→ Exercise instructions: Rewrite the data below so that "My supervisor" becomes "My manager" at every occurrence, with everything else left as it is.

** begin Material to process **

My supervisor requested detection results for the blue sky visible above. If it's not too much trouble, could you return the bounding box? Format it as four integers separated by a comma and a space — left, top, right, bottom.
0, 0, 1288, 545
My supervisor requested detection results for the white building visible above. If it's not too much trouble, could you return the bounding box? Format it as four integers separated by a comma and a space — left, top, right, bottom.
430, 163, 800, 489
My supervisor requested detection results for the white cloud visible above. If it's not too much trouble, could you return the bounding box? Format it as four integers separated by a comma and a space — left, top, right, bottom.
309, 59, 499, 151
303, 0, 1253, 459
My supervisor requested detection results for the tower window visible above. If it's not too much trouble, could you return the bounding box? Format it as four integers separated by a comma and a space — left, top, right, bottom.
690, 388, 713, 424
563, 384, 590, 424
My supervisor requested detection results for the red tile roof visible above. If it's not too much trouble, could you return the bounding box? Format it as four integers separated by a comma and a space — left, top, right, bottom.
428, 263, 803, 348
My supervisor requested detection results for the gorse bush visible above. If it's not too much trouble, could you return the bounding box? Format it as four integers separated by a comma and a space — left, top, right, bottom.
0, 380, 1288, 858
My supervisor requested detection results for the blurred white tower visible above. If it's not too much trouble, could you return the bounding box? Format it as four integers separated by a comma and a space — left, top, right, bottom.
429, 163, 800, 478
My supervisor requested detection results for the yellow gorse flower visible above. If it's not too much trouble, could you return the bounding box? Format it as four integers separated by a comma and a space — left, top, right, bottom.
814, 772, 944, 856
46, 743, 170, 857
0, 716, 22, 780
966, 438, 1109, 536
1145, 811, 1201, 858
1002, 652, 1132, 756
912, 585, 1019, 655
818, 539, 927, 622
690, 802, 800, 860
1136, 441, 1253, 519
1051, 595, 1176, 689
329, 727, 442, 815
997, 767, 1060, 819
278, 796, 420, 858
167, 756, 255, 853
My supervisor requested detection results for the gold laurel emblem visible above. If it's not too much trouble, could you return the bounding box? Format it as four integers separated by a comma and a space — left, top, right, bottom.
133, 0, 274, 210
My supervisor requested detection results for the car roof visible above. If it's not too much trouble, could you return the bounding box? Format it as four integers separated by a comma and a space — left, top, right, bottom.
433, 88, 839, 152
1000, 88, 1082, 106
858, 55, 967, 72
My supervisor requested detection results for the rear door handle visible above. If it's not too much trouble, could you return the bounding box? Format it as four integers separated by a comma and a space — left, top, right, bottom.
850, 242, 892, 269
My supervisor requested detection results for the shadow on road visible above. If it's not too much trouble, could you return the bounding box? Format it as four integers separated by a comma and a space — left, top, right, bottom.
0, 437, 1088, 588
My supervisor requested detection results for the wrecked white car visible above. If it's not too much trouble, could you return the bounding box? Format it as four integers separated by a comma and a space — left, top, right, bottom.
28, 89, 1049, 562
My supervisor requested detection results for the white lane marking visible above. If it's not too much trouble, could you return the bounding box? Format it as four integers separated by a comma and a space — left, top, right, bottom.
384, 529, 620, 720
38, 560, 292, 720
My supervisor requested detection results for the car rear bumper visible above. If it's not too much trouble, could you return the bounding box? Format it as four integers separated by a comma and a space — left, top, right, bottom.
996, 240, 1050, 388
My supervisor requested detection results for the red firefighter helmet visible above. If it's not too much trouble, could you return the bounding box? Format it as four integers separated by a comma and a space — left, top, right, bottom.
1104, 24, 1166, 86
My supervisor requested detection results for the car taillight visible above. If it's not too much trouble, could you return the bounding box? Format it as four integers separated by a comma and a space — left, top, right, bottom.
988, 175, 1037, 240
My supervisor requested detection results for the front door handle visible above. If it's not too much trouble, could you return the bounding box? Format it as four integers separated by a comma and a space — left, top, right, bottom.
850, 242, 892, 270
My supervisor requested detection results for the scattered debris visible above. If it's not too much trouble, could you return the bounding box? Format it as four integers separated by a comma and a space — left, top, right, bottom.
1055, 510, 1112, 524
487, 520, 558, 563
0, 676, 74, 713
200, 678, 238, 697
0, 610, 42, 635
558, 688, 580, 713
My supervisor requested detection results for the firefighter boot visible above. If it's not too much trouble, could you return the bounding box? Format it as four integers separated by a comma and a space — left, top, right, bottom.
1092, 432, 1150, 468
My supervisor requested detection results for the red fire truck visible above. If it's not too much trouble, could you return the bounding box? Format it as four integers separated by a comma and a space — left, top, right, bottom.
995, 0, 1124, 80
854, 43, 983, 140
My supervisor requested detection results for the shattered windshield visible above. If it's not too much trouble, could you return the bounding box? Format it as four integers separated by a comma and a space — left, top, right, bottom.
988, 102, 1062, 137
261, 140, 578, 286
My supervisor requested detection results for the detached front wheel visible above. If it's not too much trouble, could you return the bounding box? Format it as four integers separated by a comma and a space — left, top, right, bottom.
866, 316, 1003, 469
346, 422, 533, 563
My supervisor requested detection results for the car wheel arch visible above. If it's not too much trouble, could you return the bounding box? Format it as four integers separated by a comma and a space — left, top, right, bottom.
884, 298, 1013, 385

** end Material to process **

→ Solution to this exercise:
My manager requested detection results for the blue sky visible above. If it's not too much trouble, could you return the bounding box? Format it as four integers separated by a comma and a space — left, top, right, bottom.
0, 0, 1288, 545
My manager requested detection results for the white building visible above. If it's not too much trouble, could you return the bounding box? Format it as four integers separated by a comma and a space — left, top, right, bottom.
430, 163, 800, 489
My manager requested detection results for the white cloud visible above. If it's not too much trouble, could you return the bounding box? Format it as four integers separated by a comma and a space — left, top, right, bottom.
309, 59, 499, 151
303, 0, 1253, 459
My manager requested detection results for the tower window visible above. If it's not too much trouble, could you return the bounding box? Format it as four integers separated by a comma and a space — left, top, right, bottom.
690, 388, 713, 424
563, 384, 590, 424
My manager requested detection results for the red tile roof visible above. If it's not too much trouble, could you return the bounding box? Format it as four integers separated by a comma and a space — left, top, right, bottom.
428, 263, 803, 348
My manager requested detection results for the gorse bush visible above. If it's not too much trouble, could you return the bounding box? Format it as four integers separated by a comma and a space — left, top, right, bottom.
0, 380, 1288, 858
My manager requested detection results for the blurred white tower visible above. If it's not too much trouble, could you return the bounding box? Format it as four integers separated by a comma and a space — left, top, right, bottom.
429, 163, 800, 478
My manager requested detection results for the yellow gorse flower visible above. If it's not too much trouble, could you return the bounding box? Format it as four integers separated by a comma and a space — left, top, right, bottom.
814, 772, 944, 856
46, 743, 170, 857
0, 716, 22, 780
966, 438, 1109, 536
1145, 811, 1201, 858
1002, 652, 1132, 756
912, 585, 1019, 655
818, 539, 927, 622
690, 802, 800, 860
1136, 441, 1253, 519
1051, 595, 1176, 689
329, 727, 442, 815
997, 767, 1060, 819
278, 796, 420, 858
167, 756, 255, 853
My manager requested detection results for the gold laurel emblem visible above. If it's not too much trouble, could you return the bounding box? Format it as four integers separated by a comma and a space — left, top, right, bottom.
133, 0, 274, 210
My manager requested detection results for the car roof visible above. If it's not too much trouble, could you return the bounding box? Format it as four integers separated by a comma and a space — left, top, right, bottom.
433, 88, 839, 152
1000, 88, 1082, 106
858, 55, 967, 72
My manager requested detection results for the rear door handle visible above. If it's not too much trouble, could you return the bounding box? Format it as four integers separated by a comma and a space — left, top, right, bottom.
850, 242, 892, 269
My manager requested detection results for the shadow on road visible above. If it's not too much trouble, could you return the bounding box? Format it as four integers separated by a comma and a space — left, top, right, bottom.
0, 437, 1088, 588
My manager requested detection results for the wrecked white car visible above. If it's not too much trouble, could you return the bounding box? Format it as four integers separated by a comma and a space — left, top, right, bottom.
28, 89, 1049, 562
My manager requested detection results for the white lane marking visible above. If it's not too much trouble, could you return the bounding box? Format it as four integers separated by a comma and a space — left, top, right, bottom.
384, 529, 620, 720
38, 560, 292, 720
My manager requested detection results for the car rear bumper visible above. If it's not too much trouble, could you return the bounding box? Format it as four integers separated by a comma and a space — left, top, right, bottom.
996, 240, 1050, 388
My manager requested detection results for the red firefighter helmet visible above. If it's not too much trouble, could you return the bounding box? Format it as four integers separated by a comma and a space — left, top, right, bottom.
1104, 24, 1166, 86
My manager requested detection results for the car taillight visible above. If it's not too much trouble, could you return the bounding box? Format it as four integers separated by a comma and a space — left, top, right, bottom.
988, 175, 1037, 240
My manager requested detection results for the front door handle visible above. If it's not too much trouble, could you return the bounding box? Format it as four integers separated by a comma and a space — left, top, right, bottom.
850, 242, 892, 270
My manager requested detection results for the scattered debris visible above. If it's not too much trouble, could you return the bounding box? Format it as four integers separated by a comma and a space — left, top, right, bottom.
1055, 510, 1112, 524
487, 520, 558, 563
0, 676, 74, 713
200, 678, 238, 697
0, 610, 42, 635
558, 688, 580, 713
My manager requested detection results for the firefighter boot visible above. If it's not too much trouble, could you return the bounding box? Format it as four integers separated by a comma and a space — left, top, right, bottom.
1092, 432, 1150, 468
My manager requested detection results for the red fire truck visible above. If it's not too much trouble, could you return the bounding box? Format it as four integers separated by a comma and a space — left, top, right, bottom.
995, 0, 1124, 80
854, 43, 983, 140
My manager requested detection results for the shattered windshield visible above. If it's not too much trouble, could you return the bounding box? Format it as four integers separated by a comma and a space — left, top, right, bottom.
988, 102, 1062, 137
261, 140, 578, 286
My manager requested detection results for the detached front wheel visible above. If it's not too much trouble, could you return the bounding box? Format it as four integers separated by a comma and a space — left, top, right, bottom.
866, 316, 1003, 469
346, 422, 533, 563
My manager requested detection results for the car wheel arch visible above. If it's not too much trouble, could you return the bounding box? Format it as four integers separated by a comma and a space — left, top, right, bottom.
884, 298, 1013, 385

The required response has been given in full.